Please show every line of the data below that contains the word "point", copying each such line in full. Case counts.

Data taken from a collection:
------------------------------------------------

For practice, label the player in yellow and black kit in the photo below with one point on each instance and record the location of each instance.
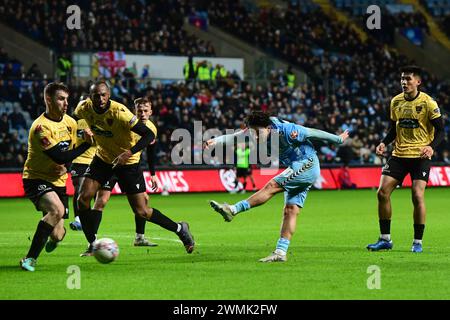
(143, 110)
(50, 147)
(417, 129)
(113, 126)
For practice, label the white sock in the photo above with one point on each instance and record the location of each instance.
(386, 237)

------------------------------------------------

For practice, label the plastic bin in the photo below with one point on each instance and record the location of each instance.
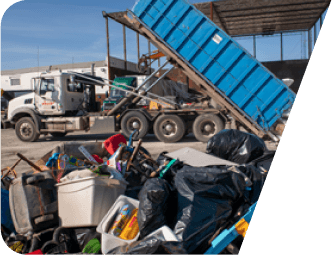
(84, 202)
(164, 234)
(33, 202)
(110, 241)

------------------------------------------------

Final result:
For practice, label the player in yellow and black kit in the photo below with one point on each instance and record the location of each instance.
For practice, label the white sock in the photo above with one point on each instance and record the location of each instance.
For practice, label the plastic bin in the photo below with one point on each instance and record the location of each instance.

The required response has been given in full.